» **Arbeitsauftrag A**: Welche Patienten erlitten laut dem Textauszug über die Stammzelltransplantation seltener einen Rückfall ihrer Erkrankung?
» **Arbeitsauftrag B**: Schreiben Sie den Textauszug über die Stammzelltransplantation im Anschluss an seinen letzten Satz weiter.

» **Textauszug**:
○ ○ ○ ○ ○ ○ ○

Tritt eine GvHD auf, muss sie (ab einem bestimmten Schweregrad) mit Medikamenten behandelt werden. Dabei haben sowohl die GvHD selber, als auch die Medikamente, die zu ihrer Therapie eingesetzt werden, die Wirkung, dass die Funktion der Abwehrzellen beeinträchtigt wird. Wegen des dann erhöhten Infektionsrisikos sind entsprechende Vorsichtsmaßnahmen zu beachten. Es hat sich gezeigt, dass Patienten mit einer Leukämie, die nach einer Stammzelltransplantation eine GvHD bekommen hatten, seltener einen Rückfall ihrer Leukämie bekamen. Die GvHD kann also auch von Nutzen sein.
Ihre Krankheit und die damit verbundene Transplantation führen dazu, dass Sie zumindest zeitweise aus dem aktiven Berufsleben ausscheiden. Natürlich ist es unser Ziel, dass Sie nach der Transplantation wieder in Ihr altes Leben zurückfinden. Durch die „Pause“ im Berufsleben entstehen gelegentlich Fragen im Zusammenhang mit Krankenkassen, Rentengebern, Arbeitgebern und Sozialkassen, die für Sie neu sind.
Die seelische Auseinandersetzung mit schweren Krankheiten und aufwendigen Therapien beschäftigt viele Patienten auch noch nach der Transplantationsphase. Oft tritt die Verarbeitung der Ereignisse erst verzögert in den Vordergrund. Aus diesem Grund gibt es die Möglichkeit, mit einem Psychotherapeuten zu sprechen.

○ ○ ○ ○ ○ ○ ○

» **Erfasste Angaben**:

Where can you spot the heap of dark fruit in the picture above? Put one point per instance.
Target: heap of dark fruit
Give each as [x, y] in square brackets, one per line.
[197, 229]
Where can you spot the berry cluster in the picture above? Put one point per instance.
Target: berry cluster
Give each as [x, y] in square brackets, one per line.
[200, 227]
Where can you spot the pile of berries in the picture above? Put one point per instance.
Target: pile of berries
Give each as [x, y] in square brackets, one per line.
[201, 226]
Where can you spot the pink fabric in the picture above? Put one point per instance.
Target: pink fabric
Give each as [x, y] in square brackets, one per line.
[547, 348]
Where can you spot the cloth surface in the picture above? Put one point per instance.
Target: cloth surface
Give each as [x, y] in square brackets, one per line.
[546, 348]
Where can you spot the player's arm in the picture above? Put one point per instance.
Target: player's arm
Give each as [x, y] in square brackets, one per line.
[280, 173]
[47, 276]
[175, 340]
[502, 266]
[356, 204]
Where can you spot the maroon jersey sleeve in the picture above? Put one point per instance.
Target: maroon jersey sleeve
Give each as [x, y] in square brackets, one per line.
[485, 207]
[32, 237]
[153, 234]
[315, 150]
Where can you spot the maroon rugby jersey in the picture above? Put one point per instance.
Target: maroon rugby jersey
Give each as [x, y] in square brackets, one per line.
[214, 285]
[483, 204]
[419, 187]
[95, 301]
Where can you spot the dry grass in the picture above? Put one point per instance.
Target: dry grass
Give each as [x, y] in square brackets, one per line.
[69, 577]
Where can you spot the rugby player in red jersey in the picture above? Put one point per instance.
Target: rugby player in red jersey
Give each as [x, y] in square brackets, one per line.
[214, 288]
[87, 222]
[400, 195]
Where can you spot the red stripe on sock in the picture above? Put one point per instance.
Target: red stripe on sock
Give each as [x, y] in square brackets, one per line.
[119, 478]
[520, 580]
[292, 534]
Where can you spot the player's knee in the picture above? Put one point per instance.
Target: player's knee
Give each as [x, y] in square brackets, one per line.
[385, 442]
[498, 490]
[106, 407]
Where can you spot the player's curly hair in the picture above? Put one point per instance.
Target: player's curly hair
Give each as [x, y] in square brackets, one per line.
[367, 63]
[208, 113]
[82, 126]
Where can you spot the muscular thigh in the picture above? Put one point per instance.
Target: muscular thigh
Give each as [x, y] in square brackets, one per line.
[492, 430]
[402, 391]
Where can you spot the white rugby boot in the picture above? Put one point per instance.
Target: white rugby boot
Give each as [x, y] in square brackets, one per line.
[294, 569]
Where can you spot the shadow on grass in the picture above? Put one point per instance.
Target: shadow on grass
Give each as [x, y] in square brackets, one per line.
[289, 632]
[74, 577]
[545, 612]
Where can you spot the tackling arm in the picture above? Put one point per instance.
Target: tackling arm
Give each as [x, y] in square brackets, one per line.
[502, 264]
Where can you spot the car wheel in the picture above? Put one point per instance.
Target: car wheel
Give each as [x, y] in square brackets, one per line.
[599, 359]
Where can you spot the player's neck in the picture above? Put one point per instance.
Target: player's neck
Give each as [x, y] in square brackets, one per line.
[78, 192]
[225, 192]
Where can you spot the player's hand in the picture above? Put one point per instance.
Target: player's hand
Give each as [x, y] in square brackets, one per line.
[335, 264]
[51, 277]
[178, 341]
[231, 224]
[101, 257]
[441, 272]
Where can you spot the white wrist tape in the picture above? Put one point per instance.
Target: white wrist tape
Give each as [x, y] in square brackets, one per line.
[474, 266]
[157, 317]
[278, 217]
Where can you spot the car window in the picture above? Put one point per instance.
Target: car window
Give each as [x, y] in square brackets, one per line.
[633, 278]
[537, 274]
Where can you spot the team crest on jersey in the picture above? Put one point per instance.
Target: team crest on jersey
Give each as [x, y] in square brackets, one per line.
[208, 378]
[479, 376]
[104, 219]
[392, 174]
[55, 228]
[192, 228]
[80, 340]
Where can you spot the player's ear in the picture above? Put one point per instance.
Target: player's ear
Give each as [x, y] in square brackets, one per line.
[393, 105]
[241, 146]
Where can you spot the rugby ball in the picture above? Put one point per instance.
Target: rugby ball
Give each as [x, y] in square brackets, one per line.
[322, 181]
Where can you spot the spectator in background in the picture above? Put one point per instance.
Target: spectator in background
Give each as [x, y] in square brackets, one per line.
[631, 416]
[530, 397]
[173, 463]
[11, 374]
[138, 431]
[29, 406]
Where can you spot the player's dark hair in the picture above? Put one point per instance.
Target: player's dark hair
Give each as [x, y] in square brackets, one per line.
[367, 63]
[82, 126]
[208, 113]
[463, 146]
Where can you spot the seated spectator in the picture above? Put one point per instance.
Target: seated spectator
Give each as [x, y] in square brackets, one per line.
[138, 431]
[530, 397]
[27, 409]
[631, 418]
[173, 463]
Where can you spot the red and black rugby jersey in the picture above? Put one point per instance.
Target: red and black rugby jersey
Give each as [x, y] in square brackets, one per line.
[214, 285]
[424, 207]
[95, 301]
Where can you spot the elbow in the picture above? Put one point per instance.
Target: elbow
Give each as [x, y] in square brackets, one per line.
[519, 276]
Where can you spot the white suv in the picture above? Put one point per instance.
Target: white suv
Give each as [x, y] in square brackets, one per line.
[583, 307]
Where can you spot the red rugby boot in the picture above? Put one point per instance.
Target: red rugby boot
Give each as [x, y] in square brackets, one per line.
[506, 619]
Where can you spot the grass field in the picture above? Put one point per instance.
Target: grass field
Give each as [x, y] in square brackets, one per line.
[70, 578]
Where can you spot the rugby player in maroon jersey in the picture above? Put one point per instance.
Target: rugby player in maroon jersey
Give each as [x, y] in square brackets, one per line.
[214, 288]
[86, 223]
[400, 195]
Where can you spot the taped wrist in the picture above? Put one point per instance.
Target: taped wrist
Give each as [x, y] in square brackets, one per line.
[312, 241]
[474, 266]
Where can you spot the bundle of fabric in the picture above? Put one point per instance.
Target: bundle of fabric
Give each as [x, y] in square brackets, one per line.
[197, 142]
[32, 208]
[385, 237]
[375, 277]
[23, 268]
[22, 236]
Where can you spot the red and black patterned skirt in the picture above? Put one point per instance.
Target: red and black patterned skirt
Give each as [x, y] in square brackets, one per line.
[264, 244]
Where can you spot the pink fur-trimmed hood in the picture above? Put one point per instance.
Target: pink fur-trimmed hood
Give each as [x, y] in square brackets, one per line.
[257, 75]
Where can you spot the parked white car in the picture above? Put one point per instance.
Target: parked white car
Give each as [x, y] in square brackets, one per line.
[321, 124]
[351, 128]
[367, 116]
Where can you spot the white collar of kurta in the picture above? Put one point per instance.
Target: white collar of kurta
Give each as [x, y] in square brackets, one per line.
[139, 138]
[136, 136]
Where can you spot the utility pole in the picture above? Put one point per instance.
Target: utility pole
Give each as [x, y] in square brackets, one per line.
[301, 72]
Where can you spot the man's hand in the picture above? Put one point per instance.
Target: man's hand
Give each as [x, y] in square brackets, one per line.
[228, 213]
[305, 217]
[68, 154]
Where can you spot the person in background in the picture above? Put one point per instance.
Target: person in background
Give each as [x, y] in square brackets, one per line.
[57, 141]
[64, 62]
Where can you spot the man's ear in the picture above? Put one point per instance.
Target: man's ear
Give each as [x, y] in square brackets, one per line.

○ ○ ○ ○ ○ ○ ○

» **Antwortfeld A**: Patienten mit einer Leukämie, die nach einer Stammzelltransplantation eine GvHD bekommen hatten.

» **Antwortfeld B**:
Im Zusammenhang einer Erkrankung ergeben sich oftmals auch persönliche oder soziale Probleme. Wir bieten Ihnen Rat und Hilfe bei sozialen Fragen und Problemen. Vielleicht benötigen Sie noch Unterstützung zu Hause. Der Bedarf an Hilfeleistungen ist dabei sehr unterschiedlich. Um Ihnen zu helfen, genau Ihren persönlichen Versorgungsbedarf abzudecken, gibt es in der Habichtswald-Klinik das Angebot der Sozialberatung.
Unser Behandlungskonzept ist ganzheitlich orientiert, d.h. Körper, Geist und Seele werden gleichermaßen angesprochen und unterstützt. So soll durch unsere Behandlungsangebote eine Verbesserung der Leistungsfähigkeit und der Lebensqualität erreicht werden. Viele Therapieangebote ganzheitlich orientierter Medizin zielen nicht direkt auf die Zerstörung von Tumorzellen, sondern stärken die körpereigenen Kräfte und fördern so die Gesundung (Salutogenese).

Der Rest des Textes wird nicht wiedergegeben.